[Data drawn from a collection]
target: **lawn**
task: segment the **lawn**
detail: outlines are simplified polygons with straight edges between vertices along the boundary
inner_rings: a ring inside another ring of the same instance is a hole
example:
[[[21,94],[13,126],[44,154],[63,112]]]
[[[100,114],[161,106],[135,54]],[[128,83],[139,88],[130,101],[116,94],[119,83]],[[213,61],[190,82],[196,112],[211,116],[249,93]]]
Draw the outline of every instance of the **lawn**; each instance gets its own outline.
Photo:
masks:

* **EXERCISE OBJECTIVE**
Rewrite the entries, swapping every "lawn" for "grass" and leaving everything else as it is.

* **EXERCISE RESPONSE**
target: **grass**
task: segment the **grass**
detail: outlines are simplified polygons with straight edges between vertices along the boundary
inner_rings: a ring inside another ring of the same instance is a hole
example:
[[[21,94],[13,126],[44,154],[63,112]]]
[[[100,114],[161,106],[135,54]],[[128,83],[139,88],[130,101],[116,94],[119,83]],[[213,61],[190,82],[196,112],[211,116],[249,93]]]
Draw the outline of every instance of the **grass**; each instance gets its own outline.
Photo:
masks:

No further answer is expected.